Stated goal => Reproduce every line of the listing from the line with "outline chair base" up to and including its final line, requests included. Multiply each coordinate in the answers by 2.2 and round to the nearest whole number, with halves rounded up.

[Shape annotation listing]
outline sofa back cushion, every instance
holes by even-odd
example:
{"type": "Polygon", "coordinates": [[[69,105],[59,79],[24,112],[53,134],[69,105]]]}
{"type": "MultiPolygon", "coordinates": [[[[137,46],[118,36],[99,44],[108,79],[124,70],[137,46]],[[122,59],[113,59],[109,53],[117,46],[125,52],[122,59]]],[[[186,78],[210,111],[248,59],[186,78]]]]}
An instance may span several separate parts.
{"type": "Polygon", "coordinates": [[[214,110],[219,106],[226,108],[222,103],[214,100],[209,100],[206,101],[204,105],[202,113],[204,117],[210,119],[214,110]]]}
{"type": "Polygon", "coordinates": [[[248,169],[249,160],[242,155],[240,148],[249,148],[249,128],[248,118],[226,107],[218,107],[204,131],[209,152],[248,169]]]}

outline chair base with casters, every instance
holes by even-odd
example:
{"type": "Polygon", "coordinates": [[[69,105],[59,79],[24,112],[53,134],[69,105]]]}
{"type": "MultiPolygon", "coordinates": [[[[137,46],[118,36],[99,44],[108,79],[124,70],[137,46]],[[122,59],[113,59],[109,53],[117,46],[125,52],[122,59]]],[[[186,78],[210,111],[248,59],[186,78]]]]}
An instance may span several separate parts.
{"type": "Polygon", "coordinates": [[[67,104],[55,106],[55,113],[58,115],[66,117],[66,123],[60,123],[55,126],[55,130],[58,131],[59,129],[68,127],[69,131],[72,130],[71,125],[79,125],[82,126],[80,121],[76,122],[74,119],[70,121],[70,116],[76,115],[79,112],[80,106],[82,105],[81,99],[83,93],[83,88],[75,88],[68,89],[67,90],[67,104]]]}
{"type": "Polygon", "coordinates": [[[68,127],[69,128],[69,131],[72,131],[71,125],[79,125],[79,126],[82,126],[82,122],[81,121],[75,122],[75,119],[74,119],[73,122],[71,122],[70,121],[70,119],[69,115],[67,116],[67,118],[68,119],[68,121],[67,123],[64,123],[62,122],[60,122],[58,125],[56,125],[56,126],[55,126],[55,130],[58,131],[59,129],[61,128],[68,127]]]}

Final answer =>
outline chair base with casters, every instance
holes by even-odd
example:
{"type": "Polygon", "coordinates": [[[69,105],[59,79],[24,112],[53,134],[69,105]]]}
{"type": "MultiPolygon", "coordinates": [[[[137,46],[118,36],[99,44],[108,79],[124,70],[137,46]],[[122,59],[113,59],[109,53],[117,46],[125,52],[122,59]]],[[[186,78],[210,111],[248,59],[186,78]]]]}
An instance may span several separate parts.
{"type": "Polygon", "coordinates": [[[147,229],[121,233],[121,249],[128,253],[145,257],[145,271],[132,271],[121,277],[121,286],[128,288],[130,284],[150,279],[152,288],[158,286],[156,275],[174,275],[180,277],[176,266],[167,268],[163,262],[154,266],[154,255],[167,253],[174,246],[176,233],[180,231],[178,218],[183,205],[183,194],[165,194],[150,196],[147,198],[147,229]]]}
{"type": "Polygon", "coordinates": [[[150,279],[152,282],[152,288],[158,288],[156,275],[174,275],[174,277],[180,277],[180,268],[178,266],[165,268],[165,262],[163,262],[161,268],[156,268],[154,266],[154,262],[152,253],[147,255],[147,260],[150,262],[150,266],[147,271],[141,271],[136,268],[132,268],[128,275],[123,275],[123,277],[121,277],[121,286],[128,288],[130,284],[134,282],[150,279]]]}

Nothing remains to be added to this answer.